=== Section Start ===

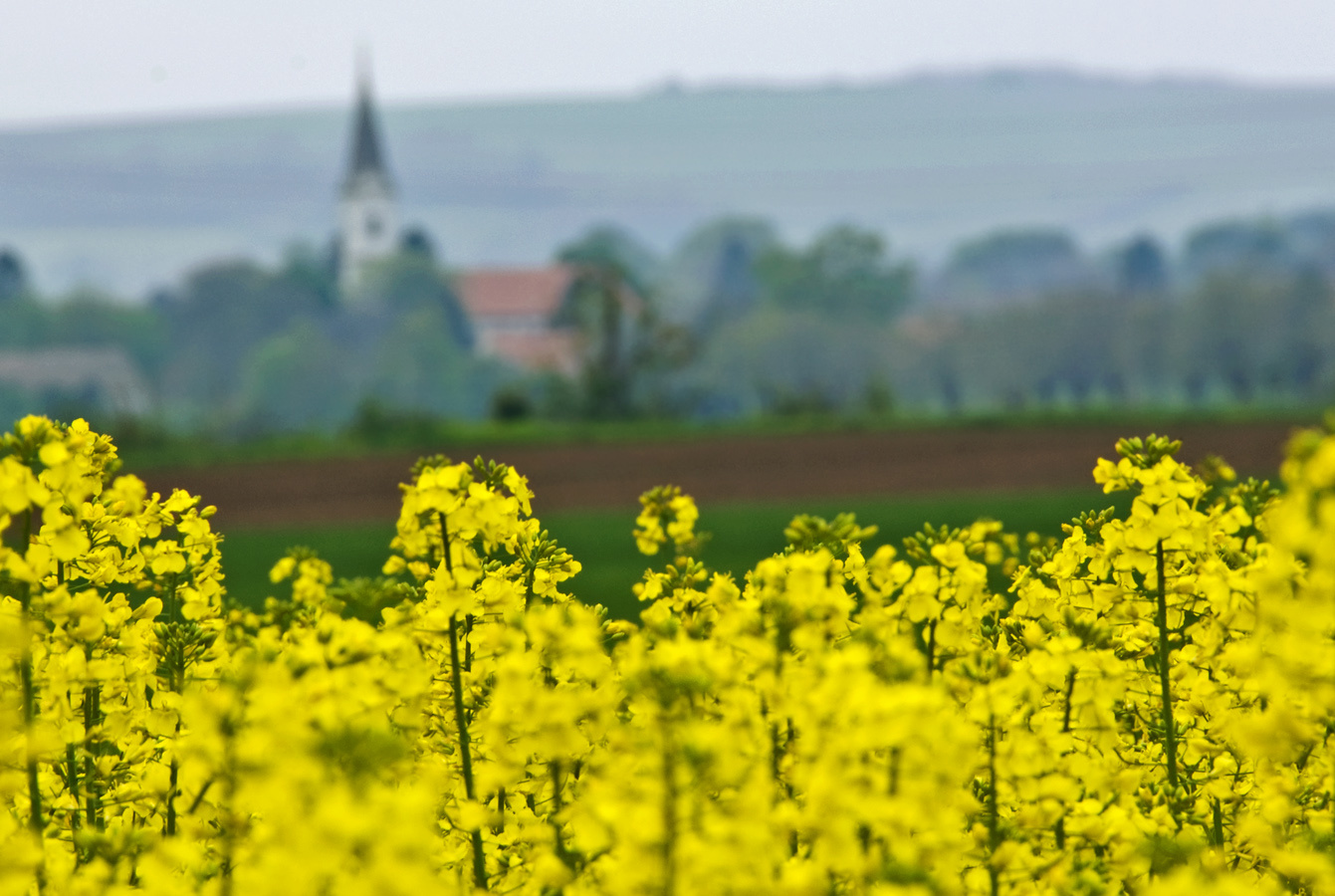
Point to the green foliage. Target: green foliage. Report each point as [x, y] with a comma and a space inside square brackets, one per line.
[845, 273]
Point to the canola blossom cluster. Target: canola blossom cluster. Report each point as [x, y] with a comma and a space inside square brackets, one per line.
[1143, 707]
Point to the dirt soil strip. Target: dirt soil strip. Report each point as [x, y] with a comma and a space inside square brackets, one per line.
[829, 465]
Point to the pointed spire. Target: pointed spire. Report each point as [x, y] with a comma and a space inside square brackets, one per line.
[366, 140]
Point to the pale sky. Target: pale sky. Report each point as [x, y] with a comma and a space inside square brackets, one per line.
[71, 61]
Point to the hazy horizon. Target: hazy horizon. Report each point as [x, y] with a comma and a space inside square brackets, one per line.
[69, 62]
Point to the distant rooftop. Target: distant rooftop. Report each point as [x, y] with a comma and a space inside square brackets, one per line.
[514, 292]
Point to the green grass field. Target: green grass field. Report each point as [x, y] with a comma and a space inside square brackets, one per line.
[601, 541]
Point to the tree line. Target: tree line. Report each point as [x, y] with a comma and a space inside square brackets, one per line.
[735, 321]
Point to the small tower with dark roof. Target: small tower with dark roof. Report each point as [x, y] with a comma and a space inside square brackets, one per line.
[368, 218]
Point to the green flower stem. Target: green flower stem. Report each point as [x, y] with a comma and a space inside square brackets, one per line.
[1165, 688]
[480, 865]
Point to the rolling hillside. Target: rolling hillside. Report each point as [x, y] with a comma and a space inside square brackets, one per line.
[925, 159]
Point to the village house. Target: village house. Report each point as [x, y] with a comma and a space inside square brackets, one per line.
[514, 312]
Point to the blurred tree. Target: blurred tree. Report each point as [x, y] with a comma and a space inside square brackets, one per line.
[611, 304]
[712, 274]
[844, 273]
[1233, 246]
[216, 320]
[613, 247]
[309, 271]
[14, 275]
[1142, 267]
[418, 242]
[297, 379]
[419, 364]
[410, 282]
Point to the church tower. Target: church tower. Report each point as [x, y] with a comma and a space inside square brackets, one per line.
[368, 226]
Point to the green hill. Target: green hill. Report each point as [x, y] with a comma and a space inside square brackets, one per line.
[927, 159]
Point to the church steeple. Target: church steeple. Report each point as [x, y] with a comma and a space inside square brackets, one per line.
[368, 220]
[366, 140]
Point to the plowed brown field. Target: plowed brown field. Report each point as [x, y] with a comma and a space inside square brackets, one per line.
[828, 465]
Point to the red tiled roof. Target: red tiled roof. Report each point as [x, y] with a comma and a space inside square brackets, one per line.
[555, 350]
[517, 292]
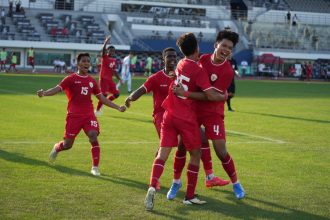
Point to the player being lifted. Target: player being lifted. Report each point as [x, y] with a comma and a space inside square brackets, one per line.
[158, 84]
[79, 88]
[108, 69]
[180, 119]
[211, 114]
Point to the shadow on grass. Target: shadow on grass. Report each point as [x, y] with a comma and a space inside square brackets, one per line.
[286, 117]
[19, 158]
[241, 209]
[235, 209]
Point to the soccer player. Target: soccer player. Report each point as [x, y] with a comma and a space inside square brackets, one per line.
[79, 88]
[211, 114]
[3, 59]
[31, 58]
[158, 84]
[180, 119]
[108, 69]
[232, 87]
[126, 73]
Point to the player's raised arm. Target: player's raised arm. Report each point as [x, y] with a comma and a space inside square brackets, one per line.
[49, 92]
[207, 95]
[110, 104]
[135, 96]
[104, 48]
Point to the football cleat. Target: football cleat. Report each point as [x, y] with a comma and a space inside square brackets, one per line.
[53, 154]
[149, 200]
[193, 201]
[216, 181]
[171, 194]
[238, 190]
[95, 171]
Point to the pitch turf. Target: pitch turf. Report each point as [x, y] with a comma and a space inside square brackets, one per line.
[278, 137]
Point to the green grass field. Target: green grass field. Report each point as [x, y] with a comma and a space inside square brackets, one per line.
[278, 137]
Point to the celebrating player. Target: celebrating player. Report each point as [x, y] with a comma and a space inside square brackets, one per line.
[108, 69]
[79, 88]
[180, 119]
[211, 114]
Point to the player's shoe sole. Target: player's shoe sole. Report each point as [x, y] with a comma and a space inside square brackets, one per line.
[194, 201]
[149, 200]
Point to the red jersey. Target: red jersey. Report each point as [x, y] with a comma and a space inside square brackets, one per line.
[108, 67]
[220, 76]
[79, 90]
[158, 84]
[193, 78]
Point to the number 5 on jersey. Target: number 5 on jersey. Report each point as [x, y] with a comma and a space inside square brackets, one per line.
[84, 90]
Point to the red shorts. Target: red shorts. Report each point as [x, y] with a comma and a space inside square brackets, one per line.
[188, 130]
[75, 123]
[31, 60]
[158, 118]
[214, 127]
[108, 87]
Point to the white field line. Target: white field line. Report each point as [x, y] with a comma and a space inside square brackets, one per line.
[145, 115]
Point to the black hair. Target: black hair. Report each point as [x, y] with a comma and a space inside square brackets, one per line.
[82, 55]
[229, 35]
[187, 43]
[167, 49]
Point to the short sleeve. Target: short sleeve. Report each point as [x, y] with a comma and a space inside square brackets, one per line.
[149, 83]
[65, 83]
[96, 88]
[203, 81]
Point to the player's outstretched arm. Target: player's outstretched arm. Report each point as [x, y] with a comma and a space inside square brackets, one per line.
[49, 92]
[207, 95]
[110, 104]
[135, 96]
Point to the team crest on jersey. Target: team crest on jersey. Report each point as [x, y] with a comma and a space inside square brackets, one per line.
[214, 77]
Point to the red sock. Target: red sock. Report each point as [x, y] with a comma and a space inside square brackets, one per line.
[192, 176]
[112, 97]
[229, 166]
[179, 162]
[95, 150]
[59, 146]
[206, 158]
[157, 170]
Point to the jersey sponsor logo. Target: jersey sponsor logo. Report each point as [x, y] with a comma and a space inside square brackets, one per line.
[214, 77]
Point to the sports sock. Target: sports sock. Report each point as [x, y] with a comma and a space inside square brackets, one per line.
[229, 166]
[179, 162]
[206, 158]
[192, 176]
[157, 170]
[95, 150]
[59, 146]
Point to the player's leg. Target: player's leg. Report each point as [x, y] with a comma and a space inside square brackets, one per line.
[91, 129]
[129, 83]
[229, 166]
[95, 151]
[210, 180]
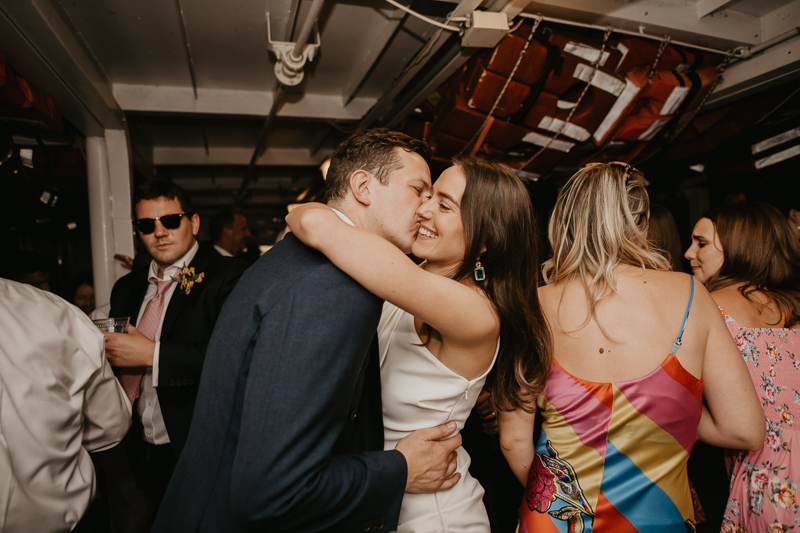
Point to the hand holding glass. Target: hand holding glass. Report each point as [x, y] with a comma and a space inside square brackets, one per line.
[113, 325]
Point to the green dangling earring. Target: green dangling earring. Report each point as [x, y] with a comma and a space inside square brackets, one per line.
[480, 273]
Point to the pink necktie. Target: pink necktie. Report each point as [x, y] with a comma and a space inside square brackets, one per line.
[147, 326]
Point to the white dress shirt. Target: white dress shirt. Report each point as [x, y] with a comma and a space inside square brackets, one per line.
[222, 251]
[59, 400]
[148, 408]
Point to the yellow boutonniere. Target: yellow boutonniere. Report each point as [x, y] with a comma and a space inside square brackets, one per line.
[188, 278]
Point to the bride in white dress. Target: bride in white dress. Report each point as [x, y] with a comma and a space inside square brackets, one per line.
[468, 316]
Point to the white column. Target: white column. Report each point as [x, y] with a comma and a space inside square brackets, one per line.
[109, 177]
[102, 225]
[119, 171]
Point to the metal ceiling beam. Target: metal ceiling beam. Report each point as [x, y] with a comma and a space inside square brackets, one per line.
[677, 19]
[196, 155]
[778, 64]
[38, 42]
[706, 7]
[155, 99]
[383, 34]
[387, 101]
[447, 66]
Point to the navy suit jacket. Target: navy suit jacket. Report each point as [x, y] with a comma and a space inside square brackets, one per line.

=== Section End ===

■ Work order
With the pictures left out, write out all of the data exactly.

■ Result of the task
Point to the green foliage. Target: green foliage. Report each point as [x, y] with a comma and a space inside square brackets, one per line.
[845, 273]
Point to the canola blossom cluster. Target: canola blossom cluster. Report each point as [x, y] with a comma and a space inside square brackets, one per line.
[1143, 707]
Point to the dirt soil strip. Target: dirt soil strip. Report each point as [x, y] with a comma and a space inside square brackets, one per line.
[829, 465]
Point to the pointed spire. Target: pointed spire. Report each point as [x, y] with a comma and a space inside square brackets, one per line.
[366, 140]
Point to the pale sky. Target: pale sky. Report each point as [x, y] with a comma and a space inside square brackets, one per line.
[71, 61]
Point to the hazy horizon. Target: hazy horizon. Report each point as [x, y] with a comma and a space inside square brackets, one per line.
[69, 62]
Point to the distant rooftop. Target: distant rooftop. Report each point as [x, y] with a comma and a space inside square brackets, one per line.
[514, 292]
Point to the green grass field. Target: green grass field. Report each point as [x, y] with a comma and a space inside square brackets, one per line.
[601, 541]
Point to the tree line. Target: tree line. Report each point as [x, y] with a comma and a space inside square brackets, one per line.
[735, 321]
Point to the small tower with dark roof. Target: small tower with dark roof. Report each point as [x, y] with a comma and a space inside square brackets, one per line.
[368, 218]
Point to the green flower stem. Target: green flower stem. Report each point as [x, y] with a comma and a space inside square brackets, one per line.
[1165, 688]
[480, 865]
Point to the rolling hillside. Target: rolling hillside. Report each point as [x, y] with a comma and a space inside square brackets, one per line.
[925, 159]
Point to the village house. Target: village house. Report each point as [x, y] with a comma and a space inside square brackets, one per line.
[514, 312]
Point to the blurred tree. Target: blurred tree. Report each point as [x, y] with a comma and a space inside square brackets, one per line.
[611, 304]
[712, 274]
[844, 273]
[1233, 246]
[216, 320]
[613, 247]
[309, 271]
[14, 275]
[1142, 267]
[418, 242]
[297, 379]
[419, 364]
[410, 282]
Point to the church tower. Target: church tower. Report each point as [x, y] with a comma and a space inside square brackets, one per line.
[368, 226]
Point to the green hill. Target: green hill. Report each point as [x, y] with a comma and a space inside square brackets, one per line.
[927, 159]
Point to the church steeple. Target: church steeple. Report each point as [x, y] with a comma and a space inside square brackets, one per line.
[368, 220]
[366, 140]
Point to the plowed brown field. Target: plowed brown field. Report each point as [x, y] with a comma and a space inside square brackets, one per line.
[828, 465]
Point to the red tiled roof. Target: red tiled roof. Report each point as [x, y] with a comma and a space inside square brackets, one per line.
[555, 350]
[517, 292]
Point to the player being lifted. Target: player being lifted. Report each point as [x, y] with a comma and a space inside square brackets, one per line.
[158, 84]
[79, 88]
[108, 69]
[180, 119]
[211, 114]
Point to the shadow on grass. Target: shadow on grass. Report each point as [x, y] with a comma and a space inside square brackets, one per line.
[286, 117]
[19, 158]
[241, 209]
[235, 209]
Point to the soccer player. Target: soccer player. Report each point as [x, y] with a comma and a space inside square brackets, one per line.
[79, 88]
[211, 114]
[3, 59]
[31, 58]
[158, 84]
[180, 119]
[108, 69]
[232, 87]
[126, 73]
Point to the player's raised arm. Target: player's raised arm. Report each point as [x, y] with a comma and a space inside square brackets, one per line.
[49, 92]
[207, 95]
[110, 104]
[135, 96]
[104, 48]
Point to the football cleat. Target: football cleat. Report each point as [x, y] with a comma and a space inside square brackets, one per line.
[53, 154]
[149, 200]
[193, 201]
[216, 181]
[171, 194]
[238, 190]
[95, 171]
Point to the pitch turf. Target: pitch turf. Report each point as [x, y] with a comma and a space inside square brackets, one per line.
[278, 137]
Point to the green grass field. Target: green grass field. Report each point as [x, y] with a comma and a space inside square brackets, one per line.
[278, 137]
Point to the celebrating player. Target: celebrating player. Report each point as [x, y] with a comma and a space inside square brackets, one per line.
[108, 69]
[79, 88]
[180, 119]
[211, 114]
Point to the player's shoe sole. Target: player's shoe sole. Report each point as [x, y] with a comma and a space inside square brackets, one per line.
[194, 201]
[149, 200]
Point to the red jersey. Target: red jersey. Report each point as [x, y] with a comma and a space inside square brackets, one per line.
[108, 67]
[220, 76]
[79, 90]
[158, 84]
[193, 78]
Point to the number 5 on jersey. Target: number 5 on jersey. Report each point as [x, y] with a comma and a space inside square brackets, one per line.
[84, 90]
Point to the red shorts. Target: red shorts. Report each point as [x, y] with a comma and a space inside square brackets, one per line.
[188, 130]
[75, 123]
[31, 60]
[158, 118]
[214, 127]
[108, 87]
Point to the white field line. Target: white field line. Report each point as [x, y] with a comma and a space inside square brackets, one per line.
[145, 115]
Point to the black hair. Target: black hair. Report each point as [x, y] with a comma and a space inside square brackets, one per line.
[82, 55]
[229, 35]
[187, 43]
[167, 49]
Point to the short sleeve. Target: short sleeve. Report each point as [x, y] with a comma and a space inside square brackets, one per line.
[149, 83]
[65, 83]
[96, 88]
[203, 81]
Point to the player's outstretched arm. Target: player's outstretched arm. Report each point as [x, y] with a comma and a space inside square brackets, one per line.
[49, 92]
[207, 95]
[110, 104]
[135, 96]
Point to the team crest on jersey. Target: team crest on jersey. Report each point as [x, y] with a comma and a space inside square brackets, one per line.
[214, 77]
Point to the red sock. Target: red sock. Report each point as [x, y] with a comma and a space inside square brackets, one per line.
[192, 176]
[112, 97]
[229, 166]
[179, 162]
[95, 150]
[59, 146]
[206, 158]
[157, 170]
Point to the jersey sponsor logo. Target: jersey sponsor logo. Report each point as [x, y] with a comma and a space inside square brackets, one per line.
[214, 77]
Point to the sports sock. Target: sports sock. Report each point as [x, y] with a comma and a space inside square brackets, one per line.
[229, 166]
[179, 162]
[206, 158]
[192, 176]
[157, 170]
[95, 150]
[59, 146]
Point to the player's leg. Target: player's leg. Report each point as [x, y] with a comma and a space inside square brackets, one per line.
[91, 129]
[129, 83]
[229, 166]
[95, 151]
[210, 180]
Point to the hand holding glass. Target: hand holding glass. Report each point as [x, y] with a comma and a space inside square brackets, one per line.
[113, 325]
Point to the green dangling earring. Target: green dangling earring. Report each point as [x, y] with a comma and a space inside square brackets, one per line.
[480, 273]
Point to the pink necktie. Target: pink necktie. Report each point as [x, y] with a comma and a space inside square brackets, one per line.
[147, 326]
Point to the white dress shirt. Target: white dress shirt. Report each point as [x, y] with a comma and a space inside square brackets, one per line.
[222, 251]
[59, 400]
[148, 408]
Point to the yellow boutonniere. Target: yellow boutonniere. Report each point as [x, y] with a comma and a space inside square brackets, one per line.
[188, 278]
Point to the bride in white dress. Target: bride in white dress. Report each point as [x, y] with a comma and a space inside square brackets, one per line.
[468, 316]
Point to the white column. Target: white column. Report each point as [x, y] with a comma and a space inside square brackets, one per line.
[109, 177]
[102, 225]
[119, 171]
Point to the metal ceiling beam. Target: metal ceiling beam. Report each point as [x, y] with a comma and a space inside square brackets, one per line.
[677, 19]
[196, 155]
[778, 64]
[38, 42]
[706, 7]
[155, 99]
[383, 34]
[387, 101]
[447, 66]
Point to the navy suit jacket. Target: navy suit jacket. Report each point as [x, y] with a comma and a space inside square brackets, one per line.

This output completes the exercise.